Task to complete » Edit the data below so that "keypoint" becomes "marker" everywhere, with nothing else changed. Leave the pictures out of your answer.

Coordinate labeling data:
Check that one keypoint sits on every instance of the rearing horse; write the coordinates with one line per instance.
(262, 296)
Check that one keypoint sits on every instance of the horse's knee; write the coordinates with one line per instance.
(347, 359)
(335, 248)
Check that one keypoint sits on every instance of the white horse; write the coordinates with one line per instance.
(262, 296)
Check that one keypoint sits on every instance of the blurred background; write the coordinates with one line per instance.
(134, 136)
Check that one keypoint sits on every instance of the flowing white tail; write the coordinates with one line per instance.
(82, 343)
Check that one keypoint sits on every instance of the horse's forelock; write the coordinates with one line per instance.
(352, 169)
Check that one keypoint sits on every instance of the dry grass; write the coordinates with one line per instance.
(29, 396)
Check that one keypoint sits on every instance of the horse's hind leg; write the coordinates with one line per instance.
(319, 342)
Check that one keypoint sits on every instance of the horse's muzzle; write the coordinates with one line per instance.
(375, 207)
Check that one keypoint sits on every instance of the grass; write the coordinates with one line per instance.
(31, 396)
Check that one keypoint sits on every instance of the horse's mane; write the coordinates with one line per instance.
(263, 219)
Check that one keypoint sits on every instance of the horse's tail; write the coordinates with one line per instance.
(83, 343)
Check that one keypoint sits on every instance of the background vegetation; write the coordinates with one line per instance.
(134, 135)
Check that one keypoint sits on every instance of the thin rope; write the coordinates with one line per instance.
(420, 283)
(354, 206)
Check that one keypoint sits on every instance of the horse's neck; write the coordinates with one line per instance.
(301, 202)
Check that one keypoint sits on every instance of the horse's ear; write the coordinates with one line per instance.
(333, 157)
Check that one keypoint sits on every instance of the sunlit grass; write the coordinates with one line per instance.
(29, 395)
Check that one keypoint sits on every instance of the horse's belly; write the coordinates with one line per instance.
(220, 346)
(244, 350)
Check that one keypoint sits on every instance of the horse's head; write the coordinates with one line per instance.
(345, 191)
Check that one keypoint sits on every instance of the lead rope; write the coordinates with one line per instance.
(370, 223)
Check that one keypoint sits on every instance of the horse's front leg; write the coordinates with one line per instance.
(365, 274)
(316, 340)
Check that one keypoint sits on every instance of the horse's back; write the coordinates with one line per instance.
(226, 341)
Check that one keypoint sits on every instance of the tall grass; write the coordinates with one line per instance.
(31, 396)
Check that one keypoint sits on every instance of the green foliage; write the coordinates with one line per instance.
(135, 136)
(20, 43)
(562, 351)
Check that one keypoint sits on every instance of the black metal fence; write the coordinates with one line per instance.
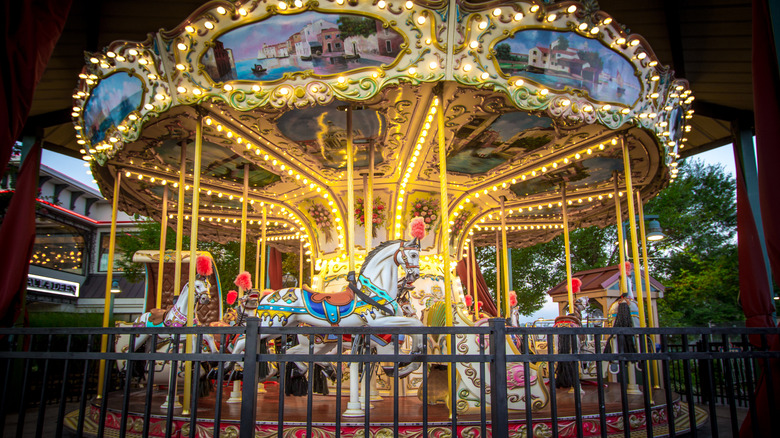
(696, 375)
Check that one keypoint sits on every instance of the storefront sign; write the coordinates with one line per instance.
(52, 285)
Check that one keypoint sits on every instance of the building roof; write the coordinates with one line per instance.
(597, 279)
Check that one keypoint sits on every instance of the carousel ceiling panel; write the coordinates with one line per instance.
(534, 98)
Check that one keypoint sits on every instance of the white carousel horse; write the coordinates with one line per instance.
(470, 381)
(373, 304)
(176, 316)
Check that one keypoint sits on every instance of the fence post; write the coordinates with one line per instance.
(498, 401)
(249, 390)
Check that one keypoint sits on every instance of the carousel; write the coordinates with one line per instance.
(382, 141)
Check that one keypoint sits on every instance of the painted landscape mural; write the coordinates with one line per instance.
(579, 174)
(324, 43)
(483, 144)
(558, 60)
(111, 101)
(322, 132)
(219, 162)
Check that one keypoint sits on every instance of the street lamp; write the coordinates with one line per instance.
(654, 231)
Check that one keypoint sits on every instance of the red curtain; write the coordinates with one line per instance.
(31, 30)
(275, 269)
(18, 232)
(464, 273)
(756, 299)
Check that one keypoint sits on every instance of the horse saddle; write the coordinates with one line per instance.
(341, 298)
(329, 306)
(157, 316)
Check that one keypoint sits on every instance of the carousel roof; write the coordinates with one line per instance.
(508, 115)
(534, 97)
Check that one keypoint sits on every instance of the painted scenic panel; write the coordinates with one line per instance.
(582, 173)
(322, 132)
(111, 101)
(324, 43)
(558, 60)
(219, 162)
(483, 144)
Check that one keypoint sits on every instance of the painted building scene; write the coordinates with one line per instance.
(560, 60)
(324, 43)
(483, 144)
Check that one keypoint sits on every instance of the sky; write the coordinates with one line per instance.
(75, 168)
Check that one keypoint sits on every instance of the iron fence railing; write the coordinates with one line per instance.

Result of the exercise »
Check that one marker sits on every instance of the rearing horse; write the coordinates with one line per instance.
(262, 296)
Check that one marker sits on every instance of the horse's knee; write the coordinates with one line per instance.
(347, 359)
(335, 248)
Check that one marker sits on every instance of the white horse; write the coordinates with one line per instance.
(262, 296)
Check that one marker sits on every instance of the blurred background; write the coordinates with one line per instance.
(134, 136)
Check that one marker sits on every instance of the flowing white tail; write the coordinates with one line per instance.
(82, 343)
Check that one marker sits on every instance of the horse's forelock; write the coordinates with one line per instance.
(352, 169)
Check that one marker sits on every instance of the dry grass; write the coordinates with one line per instance.
(29, 396)
Check that one marker sits on every instance of the horse's hind leg; write the coordinates with one line per instance.
(319, 342)
Check that one marker sits on every instance of the horse's muzzle; write the coordinates with one line per instance.
(375, 207)
Check that one marker sits on every instance of the grass; write the coordinates with one line per instance.
(31, 396)
Check that one marker sits on every instance of the horse's mane; write the coordinates with one line per instance.
(263, 219)
Check that one marker sits on every instance of the horse's tail; write the coordinates with one line per instance.
(83, 343)
Check that one marker sits on every instance of the background vegetation; write the coordinates with one line per instance.
(134, 135)
Check that one marker sits on every instance of the thin rope; write the coordinates with one line per instance.
(420, 283)
(354, 206)
Check that one marker sits on every instance of the horse's neck; write the coordinates with one line per instance.
(301, 202)
Check that one marker sits on every instance of the horse's ear; write the coordinates with one line per instance.
(333, 157)
Check that one marker sits on every instance of the sunlit grass; write the coordinates with one line per instance.
(29, 395)
Check that one marker sits on every instance of the horse's belly; write the coordinates with one line per instance.
(220, 346)
(244, 350)
Check that one marker sits on every instance of the horse's head; write the coordinates with one line per instance.
(345, 191)
Check that one marker sits on every instance of the lead rope; write the coordinates with one line per instance.
(370, 223)
Check that one marker sits on every instance of the horse's front leg; write the coordinates with one line per instance.
(365, 274)
(316, 340)
Check that one marker sits on every instance of the horse's back; write the coordinates with one line per instance.
(226, 341)
Check that one marker sits on every instance of the tall grass; write the coordinates with one line per instance.
(31, 396)
Check that one marker sits on every instance of the green foliage; write the coordinates with one line per instance.
(135, 136)
(20, 43)
(562, 351)
Check that one marker sits on every instance of the black metal fence; write the coordinates with one line per instance.
(696, 375)
Check that one marker sits on every instance of the storefront sign; write the coordinates with one line per instance.
(52, 285)
Check that one marker sits on every instance of the building roof; write the coordinates with one line per instance.
(597, 279)
Check that one marker sits on every instance of the carousel ceiling panel; write the coordinates with one line per instance.
(534, 98)
Check that one marker sits on every instance of the white carousel horse; write the coordinates with one line per instance.
(470, 381)
(373, 304)
(176, 316)
Check that one marker sits on every instance of the fence post; write the coordinates with one line per instance.
(498, 401)
(249, 390)
Check that one marker sits on every instance of the carousel; write the coordinates with one line per instance.
(382, 141)
Check that one marker sits on every instance of the painted landscape mural; write the coordinates with one line per instance.
(579, 174)
(324, 43)
(483, 144)
(558, 60)
(111, 101)
(322, 132)
(219, 162)
Check that one marker sits on every instance of the street lamp; write the coordinates with one line per instance.
(654, 231)
Check that one marker sits on every instance of the red curtain; write the coordinates with one line per instance.
(31, 30)
(275, 269)
(18, 232)
(464, 273)
(756, 299)
Check that one marker sits on every instance of the horse saddle; write the coordinates with one line per instance.
(341, 298)
(329, 306)
(157, 316)
Check that one marker sits on every instance of the carousel roof; write the coordinates with one line per instance.
(508, 115)
(534, 97)
Check that one marker sits on every instance of the painted scenic panel; write the coordinates with one line per instance.
(582, 173)
(322, 132)
(111, 101)
(324, 43)
(558, 60)
(219, 162)
(483, 144)
Check that one marker sits on every instance of the painted building scene; write the coordinates with one line per instance.
(560, 60)
(324, 43)
(483, 144)
Check that one marker sits on every instance of the sky; write the coordinates with one line per instance.
(75, 168)
Check that one marker sits on every instance of the iron fence railing; write the coordinates with one line per instance.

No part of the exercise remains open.